Start DATA EXTRACT

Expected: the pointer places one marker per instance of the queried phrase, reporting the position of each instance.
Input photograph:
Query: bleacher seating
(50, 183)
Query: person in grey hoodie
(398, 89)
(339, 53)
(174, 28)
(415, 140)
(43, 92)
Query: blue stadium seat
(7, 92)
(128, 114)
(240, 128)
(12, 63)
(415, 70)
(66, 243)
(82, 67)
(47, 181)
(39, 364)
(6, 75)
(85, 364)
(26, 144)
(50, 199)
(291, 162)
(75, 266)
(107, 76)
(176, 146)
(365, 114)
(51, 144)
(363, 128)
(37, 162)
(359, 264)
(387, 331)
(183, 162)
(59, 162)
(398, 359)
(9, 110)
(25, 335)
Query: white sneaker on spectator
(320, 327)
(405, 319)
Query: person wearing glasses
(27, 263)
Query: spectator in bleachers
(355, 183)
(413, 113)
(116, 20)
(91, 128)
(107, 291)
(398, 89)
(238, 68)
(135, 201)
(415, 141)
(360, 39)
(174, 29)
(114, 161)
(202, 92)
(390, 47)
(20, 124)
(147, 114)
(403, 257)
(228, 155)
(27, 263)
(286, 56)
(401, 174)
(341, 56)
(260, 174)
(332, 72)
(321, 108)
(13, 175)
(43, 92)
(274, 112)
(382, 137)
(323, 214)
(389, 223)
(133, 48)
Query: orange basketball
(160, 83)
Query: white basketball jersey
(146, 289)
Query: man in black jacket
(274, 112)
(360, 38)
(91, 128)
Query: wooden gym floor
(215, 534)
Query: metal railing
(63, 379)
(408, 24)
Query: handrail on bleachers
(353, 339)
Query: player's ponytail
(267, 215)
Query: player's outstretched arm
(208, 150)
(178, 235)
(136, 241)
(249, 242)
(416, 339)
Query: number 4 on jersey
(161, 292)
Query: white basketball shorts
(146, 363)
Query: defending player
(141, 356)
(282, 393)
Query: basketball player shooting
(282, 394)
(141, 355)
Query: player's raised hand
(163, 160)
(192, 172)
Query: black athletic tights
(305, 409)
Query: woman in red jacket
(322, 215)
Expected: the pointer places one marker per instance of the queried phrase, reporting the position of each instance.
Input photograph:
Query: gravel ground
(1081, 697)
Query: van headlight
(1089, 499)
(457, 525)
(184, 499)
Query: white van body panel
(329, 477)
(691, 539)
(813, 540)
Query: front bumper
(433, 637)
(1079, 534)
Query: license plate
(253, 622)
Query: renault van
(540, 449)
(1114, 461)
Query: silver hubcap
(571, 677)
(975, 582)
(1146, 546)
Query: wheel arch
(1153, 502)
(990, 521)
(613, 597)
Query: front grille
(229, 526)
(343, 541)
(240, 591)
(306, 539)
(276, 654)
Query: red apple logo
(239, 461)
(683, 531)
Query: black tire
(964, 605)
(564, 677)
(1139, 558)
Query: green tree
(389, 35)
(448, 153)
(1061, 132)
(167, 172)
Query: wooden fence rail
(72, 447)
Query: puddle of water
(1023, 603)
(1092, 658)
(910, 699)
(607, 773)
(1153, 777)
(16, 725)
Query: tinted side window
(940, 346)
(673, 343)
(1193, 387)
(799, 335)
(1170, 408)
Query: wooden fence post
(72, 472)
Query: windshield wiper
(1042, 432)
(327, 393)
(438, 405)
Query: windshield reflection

End DATA EXTRACT

PROBLEM DETAILS: Extract every line of the rows above and reproduce each one verbatim, in its original order.

THE COMPLETED TASK:
Expected: the pointer places one marker per instance of the queried phrase, reporting the position of each instance.
Input photograph:
Query: bleacher seating
(50, 183)
Query: person in grey hoodie
(398, 89)
(339, 53)
(174, 28)
(415, 140)
(43, 92)
Query: blue stadium seat
(7, 92)
(128, 114)
(240, 128)
(12, 63)
(415, 70)
(66, 243)
(82, 67)
(47, 181)
(39, 364)
(6, 75)
(85, 364)
(26, 144)
(50, 199)
(291, 162)
(75, 266)
(107, 76)
(176, 146)
(365, 114)
(51, 144)
(363, 128)
(37, 162)
(359, 264)
(387, 331)
(183, 162)
(59, 162)
(398, 359)
(9, 110)
(25, 335)
Query: white sneaker on spectator
(320, 327)
(405, 319)
Query: person wearing glasses
(27, 263)
Query: spectator in bleachers
(355, 183)
(413, 113)
(116, 20)
(91, 128)
(107, 291)
(398, 89)
(238, 68)
(135, 201)
(415, 141)
(360, 39)
(174, 29)
(114, 161)
(202, 92)
(390, 47)
(20, 124)
(147, 114)
(403, 257)
(228, 155)
(27, 263)
(286, 56)
(401, 174)
(341, 56)
(260, 174)
(332, 72)
(321, 108)
(13, 175)
(43, 92)
(274, 112)
(382, 137)
(323, 214)
(389, 223)
(133, 48)
Query: orange basketball
(160, 83)
Query: white basketball jersey
(146, 289)
Query: man in black jacket
(274, 112)
(360, 38)
(91, 128)
Query: wooden gym floor
(215, 534)
Query: metal railing
(63, 379)
(408, 24)
Query: handrail on bleachers
(353, 339)
Query: player's ponytail
(267, 215)
Query: player's outstretched arm
(208, 150)
(178, 235)
(136, 241)
(249, 242)
(416, 339)
Query: number 4 on jersey
(161, 292)
Query: white basketball shorts
(146, 363)
Query: defending player
(141, 356)
(282, 393)
Query: basketball player shooting
(282, 394)
(141, 355)
Query: player's raised hand
(163, 160)
(192, 172)
Query: black athletic tights
(305, 409)
Query: woman in red jacket
(322, 215)
Expected: the pointer places one marker per instance of the queried phrase, reporting the position of each instance.
Input photograph:
Query: gravel ground
(1081, 697)
Query: van headlight
(1089, 499)
(457, 525)
(184, 499)
Query: white van body panel
(329, 477)
(691, 539)
(813, 540)
Query: front bumper
(433, 637)
(1079, 534)
Query: license plate
(253, 622)
Query: renault van
(540, 449)
(1114, 461)
Query: silver hubcap
(571, 677)
(975, 582)
(1146, 546)
Query: wheel arch
(1153, 502)
(990, 521)
(613, 597)
Query: front grille
(229, 526)
(343, 541)
(240, 591)
(306, 539)
(276, 654)
Query: red apple logo
(239, 461)
(683, 531)
Query: black tire
(964, 605)
(564, 677)
(1139, 558)
Query: green tree
(389, 35)
(448, 153)
(1061, 132)
(167, 172)
Query: wooden fence rail
(72, 447)
Query: puddle of water
(1023, 603)
(1092, 658)
(910, 699)
(607, 773)
(1153, 777)
(16, 725)
Query: tinted side window
(940, 346)
(673, 343)
(1193, 387)
(799, 335)
(1170, 408)
Query: wooden fence post
(72, 472)
Query: windshield wiper
(1042, 432)
(327, 393)
(438, 405)
Query: windshield reflection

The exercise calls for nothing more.